PAGE EXTRACT –
──────────────────────────────

18 January 2017

An event with Treasury Minister Jane Ellison, to launch our joint report with the CIOT and IFS on tax policy making, emphasised the role of those across the tax system in improving tax policy. Alice Lilly highlights the key points.

Tax is at the heart of political debate and crucial to the economy’s performance, so it is vital to ensure that the systems and processes are in place to make good tax policy. Our joint report with the Chartered Institute of Taxation and the Institute for Fiscal Studies, Better Budgets: Making tax policy better, sets out problems in the current process, from inadequate consultation to the special processes around Budgets, and ten steps toward better tax policy, which speakers from each organisation including Bill Dodwell, President of the CIOT, and Paul Johnson, Director of the IFS, outlined at the launch.

In his Autumn Statement, the Chancellor has already taken the first key step – by announcing that he would revert to one main fiscal event a year. 

Responding to the report, Jane Ellison MP, Financial Secretary to the Treasury, stressed the importance of this, calling it a ‘down payment’ on improving the policy making process. She discussed the steps being taken to improve the system under four broad headings, while emphasising the responsibility of those across the tax community to ensure good policy.

1. The need to provide stability, so that taxpayers can plan ahead

A common request in representations to the Treasury, Ellison noted, is for a “steady, predictable tax regime” – something we also heard from many of those we spoke to – and moving to one fiscal event is an important step towards this. In fact, the Financial Secretary suggested, being prepared to make no changes may be for the best ­– though, she noted, this can sometimes be seen as dithering.

2. Provide a clear direction on tax policy

Highlighting the Corporate and Business Tax Roadmaps as positive examples of the Government setting out a broad plan for an area of tax, Ellison suggested that more could be done on this, and our report sets out some principles for ensuring that roadmaps are as useful as possible. More than this, she acknowledged the importance of starting a conversation on major issues, such as the impact on tax of new forms of employment was important, to “warm the public up to the fact that there is an issue” and spur constructive debate. Preparing the ground for reform – potentially through independent reviews and engaging the public – is another recommendation contained in the report.

3. Build capacity within the Treasury and HMRC

The profiles of the two departments are very different, with interchange between them not as frequent as originally expected. Taking steps to boost this is important, and the Financial Secretary outlined moves further to develop tax expertise in the Treasury: for the first time, the department will sponsor staff to gain professional tax qualifications, with a first cohort beginning training next month.

──────────────────────────────

EXTRACTED MATERIAL –
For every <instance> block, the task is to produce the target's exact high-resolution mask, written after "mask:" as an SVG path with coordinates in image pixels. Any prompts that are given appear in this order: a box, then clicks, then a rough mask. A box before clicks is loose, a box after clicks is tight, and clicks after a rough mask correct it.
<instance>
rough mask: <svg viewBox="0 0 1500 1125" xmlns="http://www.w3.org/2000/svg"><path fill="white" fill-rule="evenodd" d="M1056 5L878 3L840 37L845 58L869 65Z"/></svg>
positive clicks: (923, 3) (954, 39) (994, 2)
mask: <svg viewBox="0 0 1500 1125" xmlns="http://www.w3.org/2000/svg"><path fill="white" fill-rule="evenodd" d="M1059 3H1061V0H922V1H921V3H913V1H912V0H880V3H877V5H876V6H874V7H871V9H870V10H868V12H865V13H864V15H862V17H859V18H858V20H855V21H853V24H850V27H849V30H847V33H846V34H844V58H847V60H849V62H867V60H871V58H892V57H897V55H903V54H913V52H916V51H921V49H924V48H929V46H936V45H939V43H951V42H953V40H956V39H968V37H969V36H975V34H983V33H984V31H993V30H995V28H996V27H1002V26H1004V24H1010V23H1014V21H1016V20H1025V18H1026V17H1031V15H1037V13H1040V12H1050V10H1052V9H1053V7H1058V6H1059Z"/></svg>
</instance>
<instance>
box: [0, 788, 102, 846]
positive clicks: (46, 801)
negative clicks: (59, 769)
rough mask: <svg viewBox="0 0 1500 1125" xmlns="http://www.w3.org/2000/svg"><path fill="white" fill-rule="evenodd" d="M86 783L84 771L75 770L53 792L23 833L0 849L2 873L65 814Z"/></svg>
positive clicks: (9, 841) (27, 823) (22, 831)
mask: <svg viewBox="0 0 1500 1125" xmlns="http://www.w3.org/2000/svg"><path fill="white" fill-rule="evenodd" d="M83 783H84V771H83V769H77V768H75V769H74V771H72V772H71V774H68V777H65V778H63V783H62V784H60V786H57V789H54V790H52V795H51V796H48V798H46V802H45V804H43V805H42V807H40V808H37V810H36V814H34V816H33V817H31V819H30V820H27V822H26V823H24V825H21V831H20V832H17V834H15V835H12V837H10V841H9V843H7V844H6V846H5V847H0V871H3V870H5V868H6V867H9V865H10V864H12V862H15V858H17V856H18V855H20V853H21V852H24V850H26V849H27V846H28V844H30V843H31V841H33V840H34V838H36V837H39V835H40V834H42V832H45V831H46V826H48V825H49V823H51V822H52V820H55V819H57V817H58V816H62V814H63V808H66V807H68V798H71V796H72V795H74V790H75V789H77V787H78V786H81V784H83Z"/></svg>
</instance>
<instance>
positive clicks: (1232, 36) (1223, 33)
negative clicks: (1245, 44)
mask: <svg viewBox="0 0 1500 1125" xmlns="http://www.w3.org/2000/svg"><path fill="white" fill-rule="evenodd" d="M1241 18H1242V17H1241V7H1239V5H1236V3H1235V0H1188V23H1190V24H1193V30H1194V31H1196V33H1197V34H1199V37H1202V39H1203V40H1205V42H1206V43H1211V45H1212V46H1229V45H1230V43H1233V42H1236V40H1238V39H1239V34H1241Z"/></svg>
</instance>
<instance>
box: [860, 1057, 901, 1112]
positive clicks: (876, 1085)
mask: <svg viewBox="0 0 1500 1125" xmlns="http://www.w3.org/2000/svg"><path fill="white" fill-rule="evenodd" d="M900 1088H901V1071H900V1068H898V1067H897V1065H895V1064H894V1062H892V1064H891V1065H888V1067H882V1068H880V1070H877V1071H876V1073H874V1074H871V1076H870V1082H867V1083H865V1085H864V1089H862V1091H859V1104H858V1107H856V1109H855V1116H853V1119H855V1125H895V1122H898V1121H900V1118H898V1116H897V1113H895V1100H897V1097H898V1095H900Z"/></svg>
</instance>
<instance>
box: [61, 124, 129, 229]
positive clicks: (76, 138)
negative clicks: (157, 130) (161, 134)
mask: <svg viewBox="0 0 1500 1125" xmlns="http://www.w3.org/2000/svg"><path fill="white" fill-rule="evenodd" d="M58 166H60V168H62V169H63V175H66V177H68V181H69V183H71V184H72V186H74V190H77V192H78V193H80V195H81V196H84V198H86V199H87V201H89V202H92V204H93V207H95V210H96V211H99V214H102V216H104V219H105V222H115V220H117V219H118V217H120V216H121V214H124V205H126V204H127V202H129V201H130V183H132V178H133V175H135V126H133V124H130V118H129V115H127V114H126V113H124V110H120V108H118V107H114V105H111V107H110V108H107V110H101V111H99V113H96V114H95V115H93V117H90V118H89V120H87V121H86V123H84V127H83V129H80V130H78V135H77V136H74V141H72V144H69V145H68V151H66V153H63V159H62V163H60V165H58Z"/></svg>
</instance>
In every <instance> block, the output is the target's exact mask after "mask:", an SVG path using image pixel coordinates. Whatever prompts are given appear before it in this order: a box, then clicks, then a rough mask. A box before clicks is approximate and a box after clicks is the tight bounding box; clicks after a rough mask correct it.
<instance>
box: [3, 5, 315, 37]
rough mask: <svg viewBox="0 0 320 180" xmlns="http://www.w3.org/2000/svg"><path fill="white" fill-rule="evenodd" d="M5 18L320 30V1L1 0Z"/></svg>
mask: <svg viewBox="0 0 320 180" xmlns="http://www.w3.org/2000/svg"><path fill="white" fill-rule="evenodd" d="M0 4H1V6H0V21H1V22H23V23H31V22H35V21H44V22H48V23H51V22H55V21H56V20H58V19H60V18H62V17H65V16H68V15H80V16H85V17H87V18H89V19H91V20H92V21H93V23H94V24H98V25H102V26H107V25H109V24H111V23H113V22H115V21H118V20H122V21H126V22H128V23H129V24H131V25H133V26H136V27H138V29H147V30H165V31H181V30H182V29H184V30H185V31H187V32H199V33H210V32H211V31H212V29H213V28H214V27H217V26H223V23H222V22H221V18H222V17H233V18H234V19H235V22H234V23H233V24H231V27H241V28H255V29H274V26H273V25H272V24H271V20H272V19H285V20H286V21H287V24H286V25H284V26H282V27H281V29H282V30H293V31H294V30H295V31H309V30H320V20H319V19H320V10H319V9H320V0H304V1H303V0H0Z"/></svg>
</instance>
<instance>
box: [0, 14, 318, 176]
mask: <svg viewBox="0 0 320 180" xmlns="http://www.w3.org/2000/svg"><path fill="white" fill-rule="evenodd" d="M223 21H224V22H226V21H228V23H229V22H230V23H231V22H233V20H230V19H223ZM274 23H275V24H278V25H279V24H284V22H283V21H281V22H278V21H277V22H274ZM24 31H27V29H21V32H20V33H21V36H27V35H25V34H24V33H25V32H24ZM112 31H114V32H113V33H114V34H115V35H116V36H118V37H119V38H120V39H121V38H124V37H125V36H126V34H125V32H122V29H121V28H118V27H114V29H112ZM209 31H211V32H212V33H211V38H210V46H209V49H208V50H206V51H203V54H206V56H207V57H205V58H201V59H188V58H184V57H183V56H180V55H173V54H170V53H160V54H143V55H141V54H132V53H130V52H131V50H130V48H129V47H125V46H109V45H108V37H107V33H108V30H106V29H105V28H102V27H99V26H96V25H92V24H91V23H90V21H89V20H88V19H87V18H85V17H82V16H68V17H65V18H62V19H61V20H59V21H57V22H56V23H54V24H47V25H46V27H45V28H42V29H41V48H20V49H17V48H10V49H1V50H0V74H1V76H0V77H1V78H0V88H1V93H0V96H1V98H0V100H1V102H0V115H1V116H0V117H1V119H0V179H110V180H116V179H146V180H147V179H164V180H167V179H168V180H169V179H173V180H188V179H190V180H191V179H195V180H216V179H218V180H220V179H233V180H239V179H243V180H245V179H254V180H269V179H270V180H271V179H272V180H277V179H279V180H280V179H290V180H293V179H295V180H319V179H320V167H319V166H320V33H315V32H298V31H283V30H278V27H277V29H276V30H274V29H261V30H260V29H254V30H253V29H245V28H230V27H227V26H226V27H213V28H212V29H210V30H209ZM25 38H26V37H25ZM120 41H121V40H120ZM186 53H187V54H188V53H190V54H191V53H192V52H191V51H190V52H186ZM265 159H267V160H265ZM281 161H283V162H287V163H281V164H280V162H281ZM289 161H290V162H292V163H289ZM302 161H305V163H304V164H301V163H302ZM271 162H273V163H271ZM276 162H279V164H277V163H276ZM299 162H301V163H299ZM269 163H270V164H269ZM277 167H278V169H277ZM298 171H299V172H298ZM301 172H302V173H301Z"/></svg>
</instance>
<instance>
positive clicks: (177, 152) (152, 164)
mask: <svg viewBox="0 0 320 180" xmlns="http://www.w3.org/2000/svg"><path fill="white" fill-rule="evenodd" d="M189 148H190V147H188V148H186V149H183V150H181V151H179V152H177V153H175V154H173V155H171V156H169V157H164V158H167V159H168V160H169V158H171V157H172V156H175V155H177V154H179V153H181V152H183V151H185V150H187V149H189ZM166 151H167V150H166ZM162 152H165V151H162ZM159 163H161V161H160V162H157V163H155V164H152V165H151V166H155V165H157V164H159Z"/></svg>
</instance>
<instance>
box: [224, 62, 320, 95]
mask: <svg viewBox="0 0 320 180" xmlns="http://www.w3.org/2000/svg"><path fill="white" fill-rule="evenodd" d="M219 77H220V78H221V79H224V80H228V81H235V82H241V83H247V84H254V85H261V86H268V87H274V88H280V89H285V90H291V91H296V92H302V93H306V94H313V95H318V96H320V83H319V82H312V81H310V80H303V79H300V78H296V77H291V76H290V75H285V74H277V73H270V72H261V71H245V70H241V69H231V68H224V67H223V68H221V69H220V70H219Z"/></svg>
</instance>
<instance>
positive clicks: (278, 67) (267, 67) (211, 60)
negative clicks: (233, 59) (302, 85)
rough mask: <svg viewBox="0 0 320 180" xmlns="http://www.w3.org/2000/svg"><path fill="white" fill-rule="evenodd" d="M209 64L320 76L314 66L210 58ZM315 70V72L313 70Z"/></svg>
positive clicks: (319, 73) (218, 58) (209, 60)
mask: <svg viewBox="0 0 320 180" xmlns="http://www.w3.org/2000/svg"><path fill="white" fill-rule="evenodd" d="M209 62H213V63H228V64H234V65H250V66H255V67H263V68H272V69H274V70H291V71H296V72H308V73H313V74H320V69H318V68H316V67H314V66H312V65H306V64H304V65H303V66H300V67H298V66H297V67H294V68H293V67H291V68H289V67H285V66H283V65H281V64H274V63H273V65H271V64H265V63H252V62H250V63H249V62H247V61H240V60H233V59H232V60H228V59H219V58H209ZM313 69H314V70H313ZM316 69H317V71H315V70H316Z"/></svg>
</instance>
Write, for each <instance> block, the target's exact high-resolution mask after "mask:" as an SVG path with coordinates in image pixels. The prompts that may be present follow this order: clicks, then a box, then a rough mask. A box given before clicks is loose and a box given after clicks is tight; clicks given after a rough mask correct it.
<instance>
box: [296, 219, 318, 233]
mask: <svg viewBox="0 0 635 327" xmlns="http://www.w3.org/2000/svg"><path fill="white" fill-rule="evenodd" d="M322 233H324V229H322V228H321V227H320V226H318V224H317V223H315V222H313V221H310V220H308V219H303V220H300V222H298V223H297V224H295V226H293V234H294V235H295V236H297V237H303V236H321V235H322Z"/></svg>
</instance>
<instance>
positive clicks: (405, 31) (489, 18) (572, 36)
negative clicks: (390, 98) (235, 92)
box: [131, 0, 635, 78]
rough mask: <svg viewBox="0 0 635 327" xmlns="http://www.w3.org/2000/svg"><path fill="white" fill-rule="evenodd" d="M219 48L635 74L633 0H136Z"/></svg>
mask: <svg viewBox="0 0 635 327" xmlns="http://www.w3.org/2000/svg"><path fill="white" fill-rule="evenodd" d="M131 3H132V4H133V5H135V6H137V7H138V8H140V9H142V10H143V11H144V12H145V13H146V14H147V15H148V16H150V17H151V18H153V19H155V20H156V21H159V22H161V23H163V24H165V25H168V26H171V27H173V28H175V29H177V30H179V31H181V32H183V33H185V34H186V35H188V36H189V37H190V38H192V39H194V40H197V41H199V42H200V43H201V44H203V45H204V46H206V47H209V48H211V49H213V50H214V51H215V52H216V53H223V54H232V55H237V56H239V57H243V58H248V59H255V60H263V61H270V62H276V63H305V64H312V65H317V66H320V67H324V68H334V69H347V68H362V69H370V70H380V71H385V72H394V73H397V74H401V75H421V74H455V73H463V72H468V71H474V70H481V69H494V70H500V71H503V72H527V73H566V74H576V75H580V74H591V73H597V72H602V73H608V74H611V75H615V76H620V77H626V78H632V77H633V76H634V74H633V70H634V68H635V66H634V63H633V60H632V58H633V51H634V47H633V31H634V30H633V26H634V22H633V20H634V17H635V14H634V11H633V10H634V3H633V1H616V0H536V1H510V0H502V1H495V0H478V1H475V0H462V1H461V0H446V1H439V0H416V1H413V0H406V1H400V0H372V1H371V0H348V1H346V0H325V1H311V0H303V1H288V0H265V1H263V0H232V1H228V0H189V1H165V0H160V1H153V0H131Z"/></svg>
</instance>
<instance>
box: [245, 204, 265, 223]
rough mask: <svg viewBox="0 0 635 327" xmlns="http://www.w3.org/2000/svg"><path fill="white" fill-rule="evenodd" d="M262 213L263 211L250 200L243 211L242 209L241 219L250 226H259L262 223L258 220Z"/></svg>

──────────────────────────────

In the page extract on the launch of the tax policy report, what will the Treasury sponsor staff to gain for the first time?

SOLUTION TO THIS TASK – Professional tax qualifications, with a first cohort beginning training next month.